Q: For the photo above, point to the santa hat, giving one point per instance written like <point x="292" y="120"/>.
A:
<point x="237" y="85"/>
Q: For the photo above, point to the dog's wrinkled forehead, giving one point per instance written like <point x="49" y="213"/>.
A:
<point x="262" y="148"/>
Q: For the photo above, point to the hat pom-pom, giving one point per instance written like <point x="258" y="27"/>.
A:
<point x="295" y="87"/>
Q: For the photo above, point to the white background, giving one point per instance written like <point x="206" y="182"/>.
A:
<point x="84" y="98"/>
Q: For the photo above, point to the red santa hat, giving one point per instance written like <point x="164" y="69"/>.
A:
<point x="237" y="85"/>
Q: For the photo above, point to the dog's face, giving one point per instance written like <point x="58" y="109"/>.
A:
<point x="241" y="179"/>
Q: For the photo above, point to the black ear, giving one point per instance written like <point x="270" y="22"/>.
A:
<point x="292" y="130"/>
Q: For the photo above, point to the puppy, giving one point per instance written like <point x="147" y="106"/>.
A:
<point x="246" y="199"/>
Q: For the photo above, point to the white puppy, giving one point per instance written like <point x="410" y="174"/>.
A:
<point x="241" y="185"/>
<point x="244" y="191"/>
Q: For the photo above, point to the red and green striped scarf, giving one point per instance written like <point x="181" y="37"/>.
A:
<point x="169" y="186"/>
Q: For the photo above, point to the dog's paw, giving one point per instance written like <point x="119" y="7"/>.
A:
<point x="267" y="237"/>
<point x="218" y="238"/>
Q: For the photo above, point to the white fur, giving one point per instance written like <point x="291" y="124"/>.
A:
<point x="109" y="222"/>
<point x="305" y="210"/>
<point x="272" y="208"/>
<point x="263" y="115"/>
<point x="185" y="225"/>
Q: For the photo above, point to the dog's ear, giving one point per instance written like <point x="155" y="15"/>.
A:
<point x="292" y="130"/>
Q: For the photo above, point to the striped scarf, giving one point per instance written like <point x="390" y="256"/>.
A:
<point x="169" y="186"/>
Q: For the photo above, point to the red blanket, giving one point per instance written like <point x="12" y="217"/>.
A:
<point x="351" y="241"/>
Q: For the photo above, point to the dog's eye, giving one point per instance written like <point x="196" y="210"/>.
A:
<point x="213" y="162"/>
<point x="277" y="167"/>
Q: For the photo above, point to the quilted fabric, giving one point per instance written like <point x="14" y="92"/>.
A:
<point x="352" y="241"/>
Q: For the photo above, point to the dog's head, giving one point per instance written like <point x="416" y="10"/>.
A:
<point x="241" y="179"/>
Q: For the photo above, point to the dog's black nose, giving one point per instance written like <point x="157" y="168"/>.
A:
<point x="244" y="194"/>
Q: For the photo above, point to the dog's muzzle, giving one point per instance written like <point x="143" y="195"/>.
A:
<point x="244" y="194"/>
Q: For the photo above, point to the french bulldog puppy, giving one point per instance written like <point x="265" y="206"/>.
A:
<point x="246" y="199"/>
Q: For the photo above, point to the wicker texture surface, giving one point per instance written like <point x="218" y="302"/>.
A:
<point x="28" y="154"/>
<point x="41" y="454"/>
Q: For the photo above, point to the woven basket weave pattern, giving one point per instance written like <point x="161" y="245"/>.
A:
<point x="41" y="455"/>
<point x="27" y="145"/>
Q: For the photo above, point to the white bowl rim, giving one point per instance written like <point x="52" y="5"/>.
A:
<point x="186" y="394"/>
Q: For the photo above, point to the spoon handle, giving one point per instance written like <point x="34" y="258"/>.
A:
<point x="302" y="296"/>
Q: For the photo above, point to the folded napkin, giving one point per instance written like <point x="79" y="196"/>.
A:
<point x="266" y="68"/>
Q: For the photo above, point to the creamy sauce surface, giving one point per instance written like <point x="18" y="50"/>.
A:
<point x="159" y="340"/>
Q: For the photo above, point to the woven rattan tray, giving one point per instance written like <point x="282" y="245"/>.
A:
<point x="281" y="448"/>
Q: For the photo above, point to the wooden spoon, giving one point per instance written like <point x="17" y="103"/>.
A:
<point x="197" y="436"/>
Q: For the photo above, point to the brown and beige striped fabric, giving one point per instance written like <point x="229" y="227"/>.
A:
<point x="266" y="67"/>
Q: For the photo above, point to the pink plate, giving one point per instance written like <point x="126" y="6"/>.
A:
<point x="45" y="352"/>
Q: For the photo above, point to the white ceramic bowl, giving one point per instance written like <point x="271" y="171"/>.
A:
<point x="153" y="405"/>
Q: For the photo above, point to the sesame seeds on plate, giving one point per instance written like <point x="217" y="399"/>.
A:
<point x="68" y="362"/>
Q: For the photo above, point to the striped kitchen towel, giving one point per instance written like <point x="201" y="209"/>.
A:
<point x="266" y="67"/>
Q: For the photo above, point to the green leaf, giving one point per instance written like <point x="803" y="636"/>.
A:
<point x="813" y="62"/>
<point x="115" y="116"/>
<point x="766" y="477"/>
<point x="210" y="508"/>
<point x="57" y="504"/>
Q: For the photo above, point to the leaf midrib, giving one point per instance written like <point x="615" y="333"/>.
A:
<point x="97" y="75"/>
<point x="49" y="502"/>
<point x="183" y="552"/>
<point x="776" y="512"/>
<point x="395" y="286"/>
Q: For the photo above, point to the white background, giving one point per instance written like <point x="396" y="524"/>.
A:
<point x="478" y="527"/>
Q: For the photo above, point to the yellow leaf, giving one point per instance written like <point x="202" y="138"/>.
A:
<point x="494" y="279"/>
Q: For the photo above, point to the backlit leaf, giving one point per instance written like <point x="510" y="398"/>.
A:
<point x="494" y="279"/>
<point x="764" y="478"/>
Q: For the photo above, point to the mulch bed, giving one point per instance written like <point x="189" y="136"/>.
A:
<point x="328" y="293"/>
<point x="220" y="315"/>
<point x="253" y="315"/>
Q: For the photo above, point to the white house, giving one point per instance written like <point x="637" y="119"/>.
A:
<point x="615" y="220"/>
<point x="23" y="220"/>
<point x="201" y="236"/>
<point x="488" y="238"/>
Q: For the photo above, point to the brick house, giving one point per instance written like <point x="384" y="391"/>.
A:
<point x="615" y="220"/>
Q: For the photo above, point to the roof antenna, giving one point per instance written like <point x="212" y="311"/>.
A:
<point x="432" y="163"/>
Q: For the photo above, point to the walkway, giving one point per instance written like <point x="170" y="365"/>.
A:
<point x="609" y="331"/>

--------

**TASK DESCRIPTION**
Please reproduce, without any change, the lines starting at the one that contains "Q: For the photo above, point to the brick" and ending at the last line of the items.

**RESULT FOR THIS EXERCISE**
Q: For the photo above, point to the brick house, giving one point per instance written like <point x="384" y="391"/>.
A:
<point x="615" y="220"/>
Q: For the photo above, point to the roof antenna, giving one point per instance written like <point x="212" y="311"/>.
A:
<point x="432" y="163"/>
Q: For the photo above, point to the walkway, giving one point per instance written like <point x="170" y="365"/>.
A:
<point x="609" y="331"/>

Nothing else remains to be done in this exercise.